◆ Written problem
Pick out each line in the records below that contains the word "black" and copy it.

◆ Material
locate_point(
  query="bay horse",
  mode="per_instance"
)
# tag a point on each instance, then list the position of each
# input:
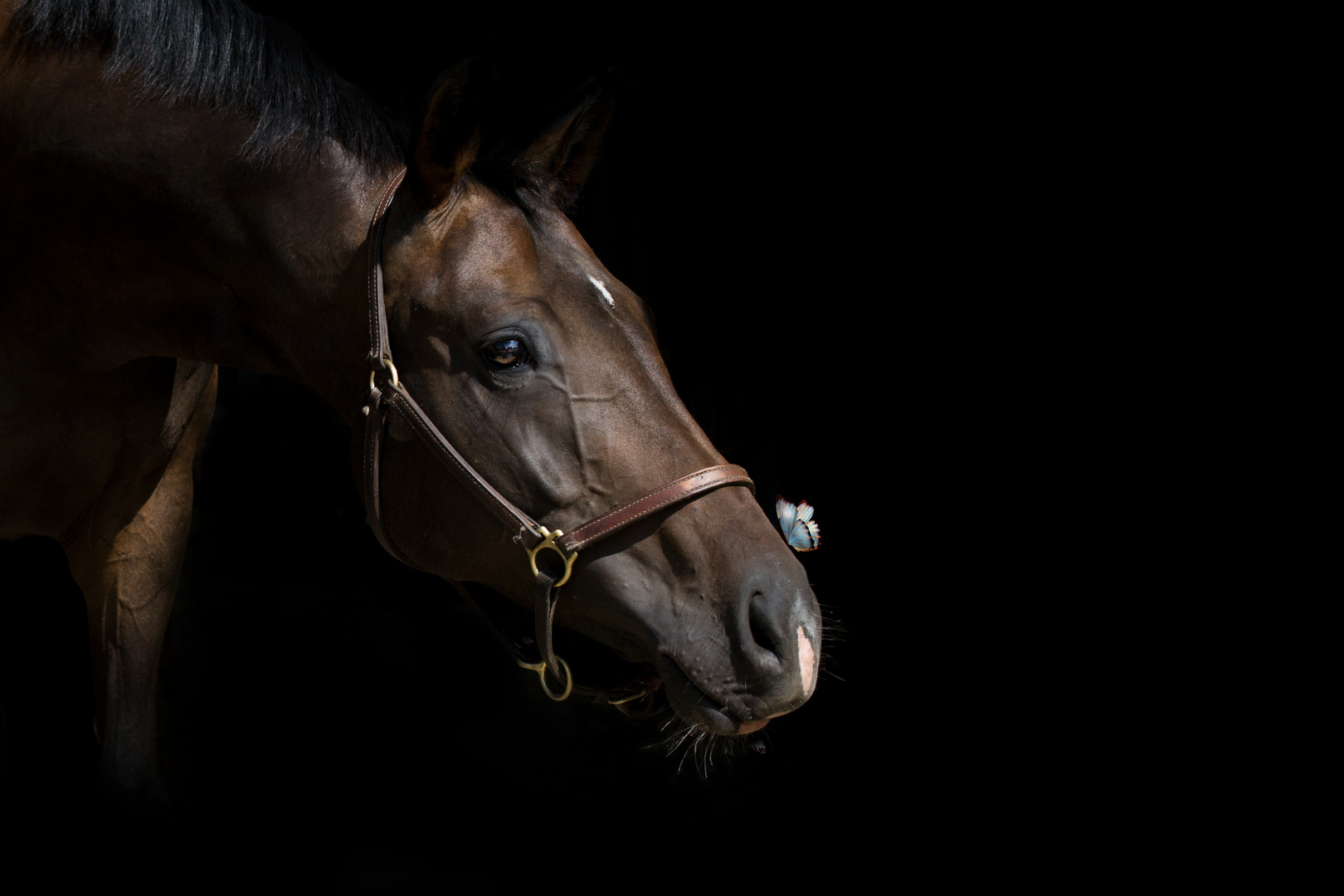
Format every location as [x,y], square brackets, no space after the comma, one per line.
[187,187]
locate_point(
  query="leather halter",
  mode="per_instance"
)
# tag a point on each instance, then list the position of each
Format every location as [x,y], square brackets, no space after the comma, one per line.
[387,394]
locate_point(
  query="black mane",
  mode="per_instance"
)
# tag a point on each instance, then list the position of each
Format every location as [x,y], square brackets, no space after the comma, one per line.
[217,54]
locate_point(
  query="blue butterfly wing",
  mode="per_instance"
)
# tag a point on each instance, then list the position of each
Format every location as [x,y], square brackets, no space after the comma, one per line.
[786,514]
[796,522]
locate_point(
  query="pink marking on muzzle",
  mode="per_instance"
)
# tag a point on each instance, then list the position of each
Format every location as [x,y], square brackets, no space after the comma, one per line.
[806,670]
[806,663]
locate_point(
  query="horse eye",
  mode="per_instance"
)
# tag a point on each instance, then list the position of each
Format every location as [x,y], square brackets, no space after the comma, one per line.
[507,353]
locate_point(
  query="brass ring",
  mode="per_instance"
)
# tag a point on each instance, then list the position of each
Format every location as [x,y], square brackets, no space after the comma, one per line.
[548,542]
[539,668]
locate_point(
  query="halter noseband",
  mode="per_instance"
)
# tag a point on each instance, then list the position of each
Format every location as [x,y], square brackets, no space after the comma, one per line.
[533,538]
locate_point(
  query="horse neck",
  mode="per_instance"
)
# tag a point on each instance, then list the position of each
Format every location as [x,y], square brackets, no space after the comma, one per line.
[147,230]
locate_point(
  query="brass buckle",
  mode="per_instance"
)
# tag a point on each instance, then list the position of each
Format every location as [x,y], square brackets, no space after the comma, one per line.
[387,364]
[539,668]
[548,542]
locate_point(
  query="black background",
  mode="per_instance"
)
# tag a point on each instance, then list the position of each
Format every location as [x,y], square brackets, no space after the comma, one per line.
[329,713]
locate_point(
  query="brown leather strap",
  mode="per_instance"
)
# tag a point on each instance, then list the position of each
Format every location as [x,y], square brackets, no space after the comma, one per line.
[378,345]
[674,492]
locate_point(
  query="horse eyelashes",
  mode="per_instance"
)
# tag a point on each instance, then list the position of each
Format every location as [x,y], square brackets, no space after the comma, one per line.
[796,523]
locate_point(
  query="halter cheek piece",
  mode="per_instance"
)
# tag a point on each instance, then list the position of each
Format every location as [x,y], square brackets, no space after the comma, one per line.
[387,394]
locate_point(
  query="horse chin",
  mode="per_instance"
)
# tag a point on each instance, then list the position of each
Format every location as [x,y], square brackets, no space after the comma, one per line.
[694,705]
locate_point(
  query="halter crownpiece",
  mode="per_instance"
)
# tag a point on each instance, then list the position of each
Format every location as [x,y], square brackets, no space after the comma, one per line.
[533,536]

◆ Answer
  query="black mane",
  query="black background",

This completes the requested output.